### [Texte fourni]
↓↓↓
ÉCLAIRAGE SUR LA MISE EN oeUVRE ET LE CONTRÔLE DU RÉGIME FISCAL ET SOCIAL DE L'AUTO-ENTREPRENEUR
M. Jean ARTHUIS, président . - La première table ronde a pour objet d'apporter un éclairage sur la mise en oeuvre et le contrôle du régime fiscal et social de l'auto-entrepreneur. Nous entendrons d'abord Monsieur Cyril Sniadower, chef du bureau B1 « Fiscalité directe des entreprises » à la direction de la législation fiscale (DLF), qui évoquera le régime fiscal spécifique de l'auto-entrepreneur. Ensuite, nous entendrons Messieurs les Présidents Quévillon et Escourrou. Enfin, nous ferons un débat très bref, car le vrai débat viendra avec le deuxième thème, le bilan du statut de l'auto-entrepreneur, après avoir entendu les représentants des auto-entrepreneurs et les organismes consulaires et professionnels.
I. RAPPEL DU RÉGIME FISCAL DE L'AUTO-ENTREPRENEUR
M. Cyril SNIADOWER, chef du bureau B1 « Fiscalité directe des entreprises » à la direction de la législation fiscale (DLF) . - Merci. Il me paraît d'abord important de vous rappeler d'où l'on est parti, pour voir l'évolution réalisée. Il ne faut pas oublier que les régimes qui existaient avant l'instauration du régime de l'auto-entrepreneur continuent d'exister et sont tout à fait ouverts, sur le plan fiscal, aux personnes qui par ailleurs se seraient placées sous le régime de l'auto-entrepreneur pour ses autres volets.
Quand on crée son entreprise individuelle, le premier des régimes - je le dis pour ne pas l'oublier, tellement il paraît, en pratique, disproportionné - est le régime réel, selon lequel on comptabilise son chiffre d'affaires et ses charges et selon lequel on constate un bénéfice réel. Évidemment, il comprend des contraintes de gestion, de comptabilité et de suivi. Cependant, ce régime ne doit pas être écarté d'un revers de main, notamment dans sa version simplifiée, puisque c'est le seul régime qui permette de constater un déficit. Or l'on ne peut pas exclure qu'un auto-entrepreneur puisse ne pas constater immédiatement un bénéfice. Il ne faut pas oublier ce régime. Régime de référence, il offre le plus de contraintes de gestion, mais aussi la plus grande finesse dans la détermination du résultat.
À côté, pour les entrepreneurs individuels qui ont un chiffre d'affaires faible - je préciserai d'ailleurs ce qu'il faut entendre par chiffre d'affaires faible -, il existe depuis maintenant une bonne dizaine d'années le régime des micro-entreprises. Il s'applique aux indépendants imposés en bénéfices industriels ou commerciaux (BIC) et aux libéraux imposés en bénéfices non commerciaux (BNC). Ce régime consiste à appliquer un abattement sur son chiffre d'affaires, de 71 % pour les commerçants, de 50 % pour les prestataires de services et de 34 % pour les professions libérales. On aboutit à un bénéfice forfaitaire que l'on injecte dans le barème de l'impôt sur le revenu. Cela veut dire que pour ce régime intermédiaire de simplification qu'est le régime des micro-entreprises, j'ai bien une détermination forfaitaire du bénéfice, mais je vais avoir un paiement l'année suivante par injection de ce bénéfice dans le barème, soit une déclaration en n+1 pour les revenus de l'année n .
↑↑↑
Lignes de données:
↓↓↓
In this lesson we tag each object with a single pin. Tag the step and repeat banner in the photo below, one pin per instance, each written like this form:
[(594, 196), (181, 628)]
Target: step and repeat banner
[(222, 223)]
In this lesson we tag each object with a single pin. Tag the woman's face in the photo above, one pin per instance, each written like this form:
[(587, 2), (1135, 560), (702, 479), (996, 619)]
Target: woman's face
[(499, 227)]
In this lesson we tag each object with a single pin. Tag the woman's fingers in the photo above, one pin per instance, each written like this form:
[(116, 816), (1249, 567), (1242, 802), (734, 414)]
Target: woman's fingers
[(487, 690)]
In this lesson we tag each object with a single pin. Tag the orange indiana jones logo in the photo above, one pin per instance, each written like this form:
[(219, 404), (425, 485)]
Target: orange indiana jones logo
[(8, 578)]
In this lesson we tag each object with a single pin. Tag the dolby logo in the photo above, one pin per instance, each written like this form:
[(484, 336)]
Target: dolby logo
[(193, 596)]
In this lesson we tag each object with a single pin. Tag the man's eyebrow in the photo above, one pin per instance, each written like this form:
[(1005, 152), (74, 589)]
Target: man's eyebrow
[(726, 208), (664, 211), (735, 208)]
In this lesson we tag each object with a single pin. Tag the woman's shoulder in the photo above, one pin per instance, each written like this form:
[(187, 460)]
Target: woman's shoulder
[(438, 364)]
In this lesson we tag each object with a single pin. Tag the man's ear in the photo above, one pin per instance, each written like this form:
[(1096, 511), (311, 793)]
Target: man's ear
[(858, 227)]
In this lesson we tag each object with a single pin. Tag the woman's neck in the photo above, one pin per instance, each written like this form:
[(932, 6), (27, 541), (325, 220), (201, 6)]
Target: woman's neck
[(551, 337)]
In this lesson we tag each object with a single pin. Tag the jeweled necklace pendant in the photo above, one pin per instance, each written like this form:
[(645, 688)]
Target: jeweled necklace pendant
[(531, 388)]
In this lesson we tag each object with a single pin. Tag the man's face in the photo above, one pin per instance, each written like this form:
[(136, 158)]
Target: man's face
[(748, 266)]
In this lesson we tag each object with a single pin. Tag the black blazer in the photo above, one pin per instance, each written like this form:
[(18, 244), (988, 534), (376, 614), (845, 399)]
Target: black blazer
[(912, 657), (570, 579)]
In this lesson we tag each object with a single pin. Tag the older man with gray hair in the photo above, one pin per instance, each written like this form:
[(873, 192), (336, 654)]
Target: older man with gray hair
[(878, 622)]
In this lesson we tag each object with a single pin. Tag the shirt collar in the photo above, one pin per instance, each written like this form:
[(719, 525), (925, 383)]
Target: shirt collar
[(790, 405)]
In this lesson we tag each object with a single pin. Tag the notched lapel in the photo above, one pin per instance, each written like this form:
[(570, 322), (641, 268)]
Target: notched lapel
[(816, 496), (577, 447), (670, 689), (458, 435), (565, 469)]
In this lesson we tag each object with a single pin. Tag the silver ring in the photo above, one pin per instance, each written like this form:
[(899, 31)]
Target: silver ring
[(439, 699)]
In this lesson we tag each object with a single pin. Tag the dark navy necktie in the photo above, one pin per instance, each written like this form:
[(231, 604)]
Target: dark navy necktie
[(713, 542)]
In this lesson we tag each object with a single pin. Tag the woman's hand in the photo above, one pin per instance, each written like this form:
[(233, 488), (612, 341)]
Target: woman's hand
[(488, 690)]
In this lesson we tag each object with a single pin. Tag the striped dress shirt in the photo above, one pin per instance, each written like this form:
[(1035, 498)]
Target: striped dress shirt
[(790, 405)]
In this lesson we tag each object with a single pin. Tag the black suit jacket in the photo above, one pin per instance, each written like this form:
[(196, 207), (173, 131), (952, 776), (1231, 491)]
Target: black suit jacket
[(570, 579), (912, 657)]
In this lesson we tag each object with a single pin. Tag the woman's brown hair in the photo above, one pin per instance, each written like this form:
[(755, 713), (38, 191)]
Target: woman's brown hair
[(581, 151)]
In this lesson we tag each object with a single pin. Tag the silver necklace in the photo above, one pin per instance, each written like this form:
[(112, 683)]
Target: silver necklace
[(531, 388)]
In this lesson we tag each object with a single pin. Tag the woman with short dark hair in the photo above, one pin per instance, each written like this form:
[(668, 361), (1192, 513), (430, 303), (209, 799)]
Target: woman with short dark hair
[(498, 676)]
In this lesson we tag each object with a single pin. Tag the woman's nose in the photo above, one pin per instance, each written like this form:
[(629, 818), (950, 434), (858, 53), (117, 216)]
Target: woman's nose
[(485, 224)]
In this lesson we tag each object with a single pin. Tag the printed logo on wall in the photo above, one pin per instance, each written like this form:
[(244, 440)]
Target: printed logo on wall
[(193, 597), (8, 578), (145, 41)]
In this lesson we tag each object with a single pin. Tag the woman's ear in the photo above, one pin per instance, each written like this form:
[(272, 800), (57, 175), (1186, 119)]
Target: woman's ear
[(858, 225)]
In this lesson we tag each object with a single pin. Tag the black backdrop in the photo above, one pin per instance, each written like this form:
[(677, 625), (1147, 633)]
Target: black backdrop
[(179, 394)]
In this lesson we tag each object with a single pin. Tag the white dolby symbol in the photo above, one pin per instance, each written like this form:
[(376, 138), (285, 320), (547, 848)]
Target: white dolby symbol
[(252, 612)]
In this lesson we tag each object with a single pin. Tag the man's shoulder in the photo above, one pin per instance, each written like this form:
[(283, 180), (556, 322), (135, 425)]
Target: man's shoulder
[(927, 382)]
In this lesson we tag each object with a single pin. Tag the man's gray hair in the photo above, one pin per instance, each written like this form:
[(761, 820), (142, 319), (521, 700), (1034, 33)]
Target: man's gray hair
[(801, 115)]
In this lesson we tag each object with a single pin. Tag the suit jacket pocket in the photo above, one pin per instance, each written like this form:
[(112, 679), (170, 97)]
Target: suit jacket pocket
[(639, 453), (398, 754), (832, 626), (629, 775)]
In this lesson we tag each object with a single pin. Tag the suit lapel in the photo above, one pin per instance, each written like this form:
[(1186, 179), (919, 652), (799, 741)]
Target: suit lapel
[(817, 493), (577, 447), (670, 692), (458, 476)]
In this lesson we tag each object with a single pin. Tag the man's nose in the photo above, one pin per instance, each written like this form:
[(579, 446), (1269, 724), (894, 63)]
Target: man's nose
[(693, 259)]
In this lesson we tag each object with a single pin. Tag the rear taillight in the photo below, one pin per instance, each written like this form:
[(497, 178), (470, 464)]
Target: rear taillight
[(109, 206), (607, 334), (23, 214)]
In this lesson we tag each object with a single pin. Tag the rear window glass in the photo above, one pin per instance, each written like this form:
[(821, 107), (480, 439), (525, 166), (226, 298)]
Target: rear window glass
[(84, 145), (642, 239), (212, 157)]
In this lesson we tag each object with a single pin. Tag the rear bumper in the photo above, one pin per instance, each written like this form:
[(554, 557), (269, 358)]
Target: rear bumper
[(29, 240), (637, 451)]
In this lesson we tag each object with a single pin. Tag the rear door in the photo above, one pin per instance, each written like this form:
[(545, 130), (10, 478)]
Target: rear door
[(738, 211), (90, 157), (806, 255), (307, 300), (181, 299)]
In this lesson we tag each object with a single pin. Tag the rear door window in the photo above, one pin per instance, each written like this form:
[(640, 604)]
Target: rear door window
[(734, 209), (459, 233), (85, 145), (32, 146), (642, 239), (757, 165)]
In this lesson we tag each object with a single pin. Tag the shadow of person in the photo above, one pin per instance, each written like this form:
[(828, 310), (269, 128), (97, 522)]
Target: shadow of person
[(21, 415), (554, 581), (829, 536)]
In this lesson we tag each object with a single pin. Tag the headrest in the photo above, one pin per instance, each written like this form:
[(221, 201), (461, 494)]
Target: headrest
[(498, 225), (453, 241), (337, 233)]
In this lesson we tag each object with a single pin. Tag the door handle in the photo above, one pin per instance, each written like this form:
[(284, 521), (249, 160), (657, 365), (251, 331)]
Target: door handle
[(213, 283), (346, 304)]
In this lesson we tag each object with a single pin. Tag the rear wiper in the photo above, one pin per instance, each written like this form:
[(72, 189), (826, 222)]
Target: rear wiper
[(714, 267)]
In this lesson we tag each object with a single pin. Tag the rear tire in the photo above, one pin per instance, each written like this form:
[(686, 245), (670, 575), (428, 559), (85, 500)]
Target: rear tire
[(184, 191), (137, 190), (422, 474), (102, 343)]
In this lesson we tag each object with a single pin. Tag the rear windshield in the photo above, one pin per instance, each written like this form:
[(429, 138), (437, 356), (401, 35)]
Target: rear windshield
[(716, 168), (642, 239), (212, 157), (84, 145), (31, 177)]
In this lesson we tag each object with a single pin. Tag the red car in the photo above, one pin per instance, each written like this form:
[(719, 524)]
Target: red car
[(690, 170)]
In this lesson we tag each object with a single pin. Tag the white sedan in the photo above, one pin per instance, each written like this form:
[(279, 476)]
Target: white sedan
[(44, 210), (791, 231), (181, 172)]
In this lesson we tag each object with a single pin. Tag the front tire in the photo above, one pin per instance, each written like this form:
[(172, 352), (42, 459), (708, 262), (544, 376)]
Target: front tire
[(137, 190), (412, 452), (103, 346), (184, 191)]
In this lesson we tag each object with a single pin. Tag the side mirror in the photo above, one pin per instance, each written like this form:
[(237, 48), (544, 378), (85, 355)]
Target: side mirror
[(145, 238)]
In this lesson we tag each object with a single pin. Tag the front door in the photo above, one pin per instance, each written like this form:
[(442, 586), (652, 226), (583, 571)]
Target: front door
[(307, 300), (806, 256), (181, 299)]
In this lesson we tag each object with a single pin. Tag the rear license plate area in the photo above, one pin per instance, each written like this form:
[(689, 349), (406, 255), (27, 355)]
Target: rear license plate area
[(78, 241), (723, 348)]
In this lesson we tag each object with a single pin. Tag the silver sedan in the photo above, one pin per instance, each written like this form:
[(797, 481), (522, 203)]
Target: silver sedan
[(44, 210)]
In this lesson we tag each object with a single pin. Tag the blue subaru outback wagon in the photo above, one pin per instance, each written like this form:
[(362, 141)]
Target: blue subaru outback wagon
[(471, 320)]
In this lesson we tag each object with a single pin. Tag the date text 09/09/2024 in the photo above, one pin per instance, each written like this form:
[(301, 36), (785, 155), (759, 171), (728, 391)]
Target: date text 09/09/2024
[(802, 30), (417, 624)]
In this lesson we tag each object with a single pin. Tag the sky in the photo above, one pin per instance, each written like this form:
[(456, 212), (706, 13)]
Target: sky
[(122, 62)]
↑↑↑
### [Consigne]
Reprenez le texte sur le régime fiscal de l'auto-entrepreneur juste après sa dernière phrase et poursuivez-le. Cette liste provient d'une source distincte.

### [Réponse proposée]
En application de la loi de modernisation de l'économie du 4 août 2008, il existe, depuis le 1 er janvier 2009, un régime supplémentaire : c'est le régime fiscal de l'auto-entrepreneur, qui est aussi calé que possible sur le régime micro, puisque pour pouvoir être dans ce régime fiscal, il faut déjà être dans le régime des micro-entreprises.
Ce régime fiscal se matérialise par le fait que fiscalement, l'impôt sur le revenu qui est dû en tant qu'entrepreneur individuel sera réputé payé et définitivement payé par le versement d'un pourcentage de chiffre d'affaires en guise d'impôt sur le revenu. Ce pourcentage dépend de l'activité, de la même façon que l'abattement du régime des micro-entreprises. Le taux est de 1 % pour les commerçants, de 1,7 % pour les prestataires de services et de 2,2 % pour les professions libérales. Cela veut dire que lorsque je suis auto-entrepreneur et que j'opte pour le régime fiscal des auto-entrepreneurs, je peux m'acquitter une fois pour toutes de mon impôt sur le revenu en versant un pourcentage de mon chiffre d'affaires aux organismes de sécurité sociale.
Il est aussi important de retenir que cela se fait pour solde de tout compte, c'est-à-dire que c'est un paiement libératoire de l'impôt sur le revenu. Je vais le payer au rythme où j'encaisse mon chiffre d'affaires, donc tous les trimestres ou tous les mois, et l'année suivante, au moment où je ferai ma déclaration d'impôt sur le revenu, on ne reviendra plus sur ces revenus.
Vous voyez que ce régime de l'auto-entrepreneur a des avantages, puisqu'il est simple et puisque le taux forfaitaire est connu d'avance. Cependant, il a aussi des inconvénients. Je ne peux pas constater de déficit et je vais payer mon impôt plus tôt que si je n'avais pas opté pour ce régime, puisque je vais payer au rythme de l'encaissement de mes recettes et non pas l'année d'après. On voit que ce régime, qui permet une modalité de paiement simplifié de l'impôt, présente des avantages et des inconvénients.
C'est ce qu'on aime retenir quand on parle du régime fiscal de l'auto-entrepreneur : un chiffre d'affaires ; un taux applicable à ce chiffre d'affaires ; un montant payé, après lequel on ne parle plus de l'impôt sur le revenu.
Cependant, il ne faut pas oublier - et l'on constate que c'est parfois oublié - qu'il y a des conditions pour pouvoir bénéficier de ce régime. Dans la deuxième partie de mon intervention, j'aimerais donc mettre l'accent sur ces conditions, parce que c'est souvent à leur sujet que l'on constate l'existence de malentendus et de déceptions.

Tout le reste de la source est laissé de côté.